WHAT YOU WILL DO: Only the lines from the line containing "Please mark the building" to the end of the entries, both included, belong in your answer, and each must match exactly.

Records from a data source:

+ + + +

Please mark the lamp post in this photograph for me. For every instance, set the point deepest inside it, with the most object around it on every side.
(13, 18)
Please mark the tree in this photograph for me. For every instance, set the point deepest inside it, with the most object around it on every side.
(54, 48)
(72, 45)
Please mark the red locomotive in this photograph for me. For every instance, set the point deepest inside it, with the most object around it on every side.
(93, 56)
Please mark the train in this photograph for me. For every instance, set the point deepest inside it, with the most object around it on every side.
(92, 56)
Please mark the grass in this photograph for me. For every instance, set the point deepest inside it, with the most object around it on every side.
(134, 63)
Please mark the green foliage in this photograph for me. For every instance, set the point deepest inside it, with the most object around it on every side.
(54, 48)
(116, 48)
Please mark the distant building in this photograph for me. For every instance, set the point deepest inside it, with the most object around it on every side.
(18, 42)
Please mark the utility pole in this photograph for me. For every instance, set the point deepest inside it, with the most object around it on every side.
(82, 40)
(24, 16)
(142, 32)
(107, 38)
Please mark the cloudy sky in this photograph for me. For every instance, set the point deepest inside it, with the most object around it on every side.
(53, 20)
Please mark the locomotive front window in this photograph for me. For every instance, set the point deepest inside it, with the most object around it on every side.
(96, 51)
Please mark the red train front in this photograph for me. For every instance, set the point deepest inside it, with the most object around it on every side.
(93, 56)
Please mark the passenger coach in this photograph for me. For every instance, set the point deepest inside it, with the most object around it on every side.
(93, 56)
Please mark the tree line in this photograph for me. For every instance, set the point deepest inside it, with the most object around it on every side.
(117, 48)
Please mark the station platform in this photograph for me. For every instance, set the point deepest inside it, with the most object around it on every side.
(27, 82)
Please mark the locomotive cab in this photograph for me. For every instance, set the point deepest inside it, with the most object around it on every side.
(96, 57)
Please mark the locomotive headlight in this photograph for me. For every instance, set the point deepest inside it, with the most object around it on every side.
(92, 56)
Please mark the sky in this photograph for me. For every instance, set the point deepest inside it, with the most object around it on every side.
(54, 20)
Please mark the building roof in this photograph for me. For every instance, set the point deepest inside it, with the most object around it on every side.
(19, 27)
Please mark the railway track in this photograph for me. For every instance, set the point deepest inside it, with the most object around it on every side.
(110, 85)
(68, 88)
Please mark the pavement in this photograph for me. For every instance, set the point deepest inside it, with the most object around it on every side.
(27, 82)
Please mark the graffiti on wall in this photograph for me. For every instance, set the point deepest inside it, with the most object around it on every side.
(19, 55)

+ + + +

TASK RESULT:
Please mark the building roof in this photograph for me. For every instance, set the point deepest inside it, with the most object around it on every side.
(19, 27)
Please mark the railway track in this photograph for me. For every instance, set the point deepest inside it, with the most object around it on every side.
(110, 85)
(68, 88)
Please mark the pavement in this photograph for me. For every instance, set the point deepest inside it, with the most object around it on every side.
(27, 82)
Please mark the graffiti on wall in this photograph for me. For every instance, set the point deepest inside it, with the most object around it on every side.
(19, 55)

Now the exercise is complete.